EXERCISE DIRECTIONS:
Restate the data below word for word. Skip any images it contains.

Raw records:
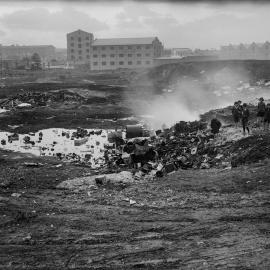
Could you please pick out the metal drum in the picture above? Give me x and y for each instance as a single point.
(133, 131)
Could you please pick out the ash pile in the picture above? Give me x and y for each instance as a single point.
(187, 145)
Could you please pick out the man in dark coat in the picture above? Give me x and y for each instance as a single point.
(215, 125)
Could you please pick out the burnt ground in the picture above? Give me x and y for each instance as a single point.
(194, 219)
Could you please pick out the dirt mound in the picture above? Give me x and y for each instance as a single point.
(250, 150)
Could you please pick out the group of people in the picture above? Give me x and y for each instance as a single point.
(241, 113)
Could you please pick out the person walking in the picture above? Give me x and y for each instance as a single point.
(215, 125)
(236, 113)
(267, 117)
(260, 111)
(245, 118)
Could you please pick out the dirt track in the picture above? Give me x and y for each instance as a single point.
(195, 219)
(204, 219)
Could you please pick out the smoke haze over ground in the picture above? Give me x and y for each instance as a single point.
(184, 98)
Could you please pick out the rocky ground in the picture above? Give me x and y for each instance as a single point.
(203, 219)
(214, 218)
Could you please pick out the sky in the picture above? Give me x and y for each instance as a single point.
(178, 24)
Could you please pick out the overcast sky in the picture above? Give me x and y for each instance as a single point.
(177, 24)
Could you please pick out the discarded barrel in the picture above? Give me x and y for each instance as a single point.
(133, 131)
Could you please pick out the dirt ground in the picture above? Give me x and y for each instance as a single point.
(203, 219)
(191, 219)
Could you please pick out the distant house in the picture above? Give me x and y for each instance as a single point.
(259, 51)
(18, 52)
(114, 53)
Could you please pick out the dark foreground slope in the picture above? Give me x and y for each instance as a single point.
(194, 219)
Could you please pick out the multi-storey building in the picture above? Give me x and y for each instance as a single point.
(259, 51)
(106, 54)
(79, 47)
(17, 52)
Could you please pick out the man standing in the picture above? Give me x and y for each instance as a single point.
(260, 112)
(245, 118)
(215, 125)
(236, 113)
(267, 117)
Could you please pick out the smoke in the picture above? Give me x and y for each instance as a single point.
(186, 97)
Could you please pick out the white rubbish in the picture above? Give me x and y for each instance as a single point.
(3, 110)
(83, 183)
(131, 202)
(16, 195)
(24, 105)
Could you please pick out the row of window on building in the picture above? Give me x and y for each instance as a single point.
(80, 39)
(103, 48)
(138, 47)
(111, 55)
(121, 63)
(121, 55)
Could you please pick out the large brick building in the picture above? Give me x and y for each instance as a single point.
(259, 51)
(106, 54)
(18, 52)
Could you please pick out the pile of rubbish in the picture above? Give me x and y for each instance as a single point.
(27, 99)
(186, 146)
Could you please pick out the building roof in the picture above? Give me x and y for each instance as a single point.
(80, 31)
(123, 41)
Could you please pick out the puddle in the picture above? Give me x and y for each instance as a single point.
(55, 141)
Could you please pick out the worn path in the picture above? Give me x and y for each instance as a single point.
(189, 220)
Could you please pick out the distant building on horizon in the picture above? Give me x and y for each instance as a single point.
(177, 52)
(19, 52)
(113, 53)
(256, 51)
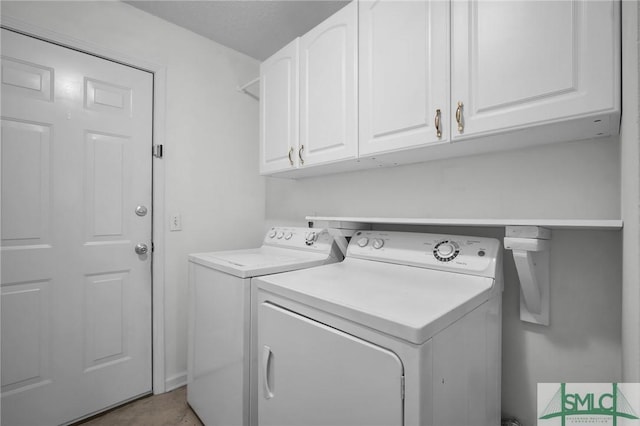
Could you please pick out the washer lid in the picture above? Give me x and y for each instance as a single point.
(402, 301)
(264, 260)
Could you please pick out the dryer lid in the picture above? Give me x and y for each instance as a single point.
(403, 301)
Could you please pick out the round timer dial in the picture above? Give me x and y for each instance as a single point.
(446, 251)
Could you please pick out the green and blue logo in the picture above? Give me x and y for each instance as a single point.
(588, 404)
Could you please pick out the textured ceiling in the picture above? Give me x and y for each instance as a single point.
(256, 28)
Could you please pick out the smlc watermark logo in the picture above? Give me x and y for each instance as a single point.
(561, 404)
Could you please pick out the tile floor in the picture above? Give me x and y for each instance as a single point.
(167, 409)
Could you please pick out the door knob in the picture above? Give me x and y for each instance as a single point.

SOLUTION TO THIS EXERCISE:
Could you please pick out the metal drum in the picture above? Give me x and y for each instance as a single point.
(133, 131)
Could you please pick out the ash pile in the picture above? Give me x and y for each instance as a single point.
(187, 145)
Could you please pick out the man in dark coat in the picture above? Give me x and y for each instance as a single point.
(215, 125)
Could you please pick out the burnt ground in the picture above? Give me x and y for each instance as a single point.
(194, 219)
Could you please pick out the dirt mound in the picture above? Give me x and y for each instance as a single point.
(250, 150)
Could you please pick out the group of people in the picture above? Give me x and y for each instance as a single point.
(241, 113)
Could you please pick out the person walking in the picture above? Give me x and y for each instance as a single point.
(215, 125)
(236, 113)
(267, 117)
(260, 111)
(245, 118)
Could you please pick out the dirt track in the picture above? Give me x and y for each instance as a single point.
(195, 219)
(204, 219)
Could you please pick out the smoke haze over ground in the picture above? Give me x and y for each instance as a single point.
(184, 98)
Could you please pick out the rocky ground in the picture above? Give me x and y for each instance as a single point.
(203, 219)
(214, 218)
Could you please pick out the sky in the picture above? Give me x and y for each instance as a single point.
(178, 24)
Could you please pick out the overcast sky in the picture above? Give me x and y for each instance as a single point.
(177, 24)
Could you please pick out the discarded barrel in the picture above? Give me x and y for each instance as a single point.
(133, 131)
Could you please pick out the dirt ground in the picture above? Give me x and y for each instance as a single point.
(203, 219)
(191, 219)
Could you please pick out the distant house in the picture above? Give me x and y for each instance as a single point.
(259, 51)
(18, 52)
(114, 53)
Could you please pick out the dark foreground slope in the picture above? Give me x and y for each instance as a single point.
(194, 219)
Could you please pick out the multi-storey building in the picture above? Give me x and y for each instance as a single point.
(259, 51)
(106, 54)
(79, 47)
(17, 52)
Could you please pick out the man standing in the picture above? Give me x and y for each instance as a single point.
(260, 112)
(245, 118)
(215, 125)
(236, 113)
(267, 117)
Could you please pick out the smoke in the picture above? Give me x and y for each instance as a single point.
(186, 97)
Could you please pick out the white rubbish in the picture above? Give me x and y for each instance as a single point.
(3, 110)
(83, 183)
(131, 202)
(16, 195)
(24, 105)
Could you please pick out the row of window on building in the picture above? Give me x and y for each instance as a single point.
(80, 39)
(103, 48)
(138, 47)
(111, 55)
(121, 63)
(121, 55)
Could you please pick out the large brick building in the picture above? Give me x and y for each instance as a single point.
(259, 51)
(106, 54)
(18, 52)
Could you please pick out the pile of rubbish in the picture above? Give me x and y for each instance as a single point.
(27, 99)
(186, 146)
Could you please pick out the building roof in the picture above? Give me x and y for each instance as a single point.
(80, 31)
(123, 41)
Could you please pick out the puddle in the picture above? Give me x and y for each instance as a single point.
(55, 141)
Could you please pick out the worn path in the picture above? Give me x and y for each instance as a single point.
(189, 220)
Could you please pick out the distant building on horizon in the picture above? Give me x and y for each instance as a single point.
(177, 52)
(19, 52)
(113, 53)
(256, 51)
Could you please pick out the washer lid in the picture above? Give me x and y for each instance as a single point.
(402, 301)
(264, 260)
Could you please pick out the dryer lid in the picture above? Give me x and y for each instance as a single point.
(403, 301)
Could you please pick out the round timer dial in the picture above? Give me x and y for each instance as a single point.
(446, 251)
Could you please pick out the green and blue logo in the picture above? Give me x and y for each instance as a single point.
(588, 404)
Could you please pick out the textured ceiling in the picture above? Give me x and y for each instance as a single point.
(256, 28)
Could you please pick out the smlc watermark logo in the picture above? Give me x and y for each instance as a single point.
(561, 404)
Could you please pick out the tile floor in the picture above? Give me x and y for each instance as a single point.
(167, 409)
Could you please pick out the door knob in the picture above? Give me x and y for each instance as a single point.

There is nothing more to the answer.